**THE PROBLEM**:
Only an exact repetition of all the entries will be accepted.

(Point-per-instance localization data)
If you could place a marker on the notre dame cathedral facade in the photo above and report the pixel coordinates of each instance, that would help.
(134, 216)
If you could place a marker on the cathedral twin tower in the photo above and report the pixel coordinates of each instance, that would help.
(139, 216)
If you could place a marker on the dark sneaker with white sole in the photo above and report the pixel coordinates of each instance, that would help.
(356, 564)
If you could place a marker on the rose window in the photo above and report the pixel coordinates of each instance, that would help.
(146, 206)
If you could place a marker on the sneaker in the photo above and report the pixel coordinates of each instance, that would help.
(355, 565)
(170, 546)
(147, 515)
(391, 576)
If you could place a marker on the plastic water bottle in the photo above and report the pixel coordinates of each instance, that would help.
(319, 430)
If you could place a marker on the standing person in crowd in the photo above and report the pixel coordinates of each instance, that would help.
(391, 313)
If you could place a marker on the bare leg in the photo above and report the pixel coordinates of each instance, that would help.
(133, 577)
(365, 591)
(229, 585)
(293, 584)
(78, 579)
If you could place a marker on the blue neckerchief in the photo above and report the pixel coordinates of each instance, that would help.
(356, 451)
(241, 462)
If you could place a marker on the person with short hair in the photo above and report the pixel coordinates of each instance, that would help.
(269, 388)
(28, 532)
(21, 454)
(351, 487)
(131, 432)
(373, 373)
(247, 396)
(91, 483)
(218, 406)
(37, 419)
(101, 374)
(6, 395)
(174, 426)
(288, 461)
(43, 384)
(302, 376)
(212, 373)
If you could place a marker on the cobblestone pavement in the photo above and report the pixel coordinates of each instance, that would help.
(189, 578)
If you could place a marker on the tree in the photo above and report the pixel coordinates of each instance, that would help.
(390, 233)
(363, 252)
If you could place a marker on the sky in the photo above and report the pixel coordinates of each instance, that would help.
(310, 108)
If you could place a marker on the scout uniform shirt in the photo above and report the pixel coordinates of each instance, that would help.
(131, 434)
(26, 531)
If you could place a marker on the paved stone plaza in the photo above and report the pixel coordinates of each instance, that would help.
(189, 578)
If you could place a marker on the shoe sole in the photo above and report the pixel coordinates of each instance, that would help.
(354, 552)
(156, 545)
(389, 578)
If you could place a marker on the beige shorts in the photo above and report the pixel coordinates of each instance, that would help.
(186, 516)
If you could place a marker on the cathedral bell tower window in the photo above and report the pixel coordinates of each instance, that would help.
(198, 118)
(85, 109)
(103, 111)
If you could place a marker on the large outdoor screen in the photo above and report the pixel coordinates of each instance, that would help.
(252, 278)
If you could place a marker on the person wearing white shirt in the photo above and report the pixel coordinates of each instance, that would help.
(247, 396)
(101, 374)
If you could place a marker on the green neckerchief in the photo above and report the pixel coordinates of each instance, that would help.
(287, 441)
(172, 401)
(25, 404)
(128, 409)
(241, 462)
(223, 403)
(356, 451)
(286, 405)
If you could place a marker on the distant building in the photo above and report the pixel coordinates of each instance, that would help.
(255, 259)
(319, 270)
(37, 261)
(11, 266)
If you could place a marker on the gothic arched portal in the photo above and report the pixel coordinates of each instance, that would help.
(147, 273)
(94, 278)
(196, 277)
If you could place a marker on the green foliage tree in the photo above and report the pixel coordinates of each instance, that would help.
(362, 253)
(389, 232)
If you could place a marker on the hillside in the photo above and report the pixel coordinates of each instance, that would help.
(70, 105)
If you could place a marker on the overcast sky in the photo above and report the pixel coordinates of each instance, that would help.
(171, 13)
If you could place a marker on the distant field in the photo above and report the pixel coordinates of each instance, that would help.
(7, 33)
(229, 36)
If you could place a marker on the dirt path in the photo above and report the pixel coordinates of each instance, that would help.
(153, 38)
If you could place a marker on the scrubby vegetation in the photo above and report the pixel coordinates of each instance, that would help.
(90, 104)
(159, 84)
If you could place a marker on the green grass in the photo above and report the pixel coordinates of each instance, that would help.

**REPLY**:
If you could place a marker on the notre dame cathedral facade in the photo above and report the pixel coordinates of each instance, that would help.
(134, 216)
If you could place a marker on the cathedral twin tower in the photo above and report the pixel coordinates of each instance, that would help.
(139, 216)
If you could place a marker on the dark sneaker with white sole in the photo above and report the pixel coordinates of each instance, that would help.
(356, 564)
If you could place a marker on the rose window in the photo above and report the pixel coordinates of each instance, that would help.
(146, 206)
If you could place a marker on the sneaker in the photo above and report the pixel coordinates of each instance, that would help.
(355, 565)
(170, 546)
(147, 515)
(391, 576)
If you could place a marker on the plastic water bottle in the photo above and report the pixel coordinates of each instance, that would help.
(319, 430)
If you could place a marker on the standing person in crowd in the photo above and report the pixel coordinates of each instance, that would help.
(391, 313)
If you could place a marker on the bare leg in the photo above and report the pixel coordinates of each instance, that would help.
(133, 577)
(365, 591)
(229, 585)
(293, 584)
(78, 579)
If you could place a marker on the blue neckerchief in the photo above and report the pixel coordinates of each instance, that would help.
(356, 451)
(241, 462)
If you could place a marker on the person with short hair in the photo above and report the pixel coordinates of each instance, that would help.
(269, 388)
(28, 532)
(21, 454)
(351, 487)
(131, 432)
(373, 373)
(247, 396)
(91, 483)
(218, 406)
(37, 419)
(101, 374)
(6, 395)
(174, 426)
(288, 461)
(43, 384)
(302, 376)
(212, 373)
If you could place a marker on the cobblestone pavement in the photo above and report the pixel coordinates of each instance, that would help.
(189, 578)
If you could place a marker on the tree in the photo above and report the pixel coordinates of each instance, that would help.
(390, 233)
(363, 252)
If you could place a marker on the sky in the photo above and report the pixel coordinates of each instance, that would help.
(310, 108)
If you could place a marker on the scout uniform shirt in the photo above and report the pixel coordinates of each instance, that would help.
(131, 434)
(26, 531)
If you could place a marker on the paved stone plaza in the photo above and report the pixel coordinates of each instance, that would help.
(189, 578)
If you could place a marker on the shoe sole in the photo above and report the pixel coordinates of each instance, that would help.
(354, 552)
(156, 545)
(389, 578)
If you could place a marker on the beige shorts in the photo above and report the pixel coordinates of each instance, that would help.
(186, 516)
If you could place a marker on the cathedral bell tower window in the photo above and report the pixel coordinates of each instance, that would help.
(198, 118)
(85, 109)
(103, 111)
If you could place a marker on the large outdoor screen in the photo above and report the pixel coordinates of each instance, that would help.
(252, 278)
If you could place a marker on the person wearing white shirt in the photo above and report the pixel coordinates of each instance, that would help.
(247, 396)
(101, 374)
If you could place a marker on the green neckerchief in the photo above and report the pixel coordinates of each instance, that would help.
(287, 441)
(172, 401)
(25, 404)
(128, 409)
(241, 462)
(223, 403)
(356, 451)
(286, 405)
If you could place a marker on the distant building in the photo above and report the pixel coordinates of each instance, that would help.
(255, 259)
(319, 270)
(37, 261)
(11, 266)
If you could place a marker on the gothic arched portal in the photo above and report the pixel coordinates of each instance, that would help.
(147, 273)
(94, 278)
(196, 277)
If you could place a marker on the green foliage tree in the photo above and report the pixel coordinates of each instance, that would help.
(362, 253)
(389, 232)
If you could place a marker on the hillside in the photo above and report the pixel coordinates of each instance, that would help.
(70, 105)
If you could place a marker on the overcast sky in the photo above and report the pixel coordinates of each instance, that would help.
(171, 13)
If you could place a marker on the distant field in the photo above and report the pixel coordinates of each instance, that would help.
(7, 33)
(229, 36)
If you could place a marker on the dirt path in the photo above and report the pixel coordinates of each instance, that would help.
(153, 38)
If you could place a marker on the scrubby vegetation in the photo above and report the pixel coordinates of each instance, that would help.
(90, 104)
(159, 84)
If you could place a marker on the green grass in the photo above and report the pixel coordinates of each instance, that would help.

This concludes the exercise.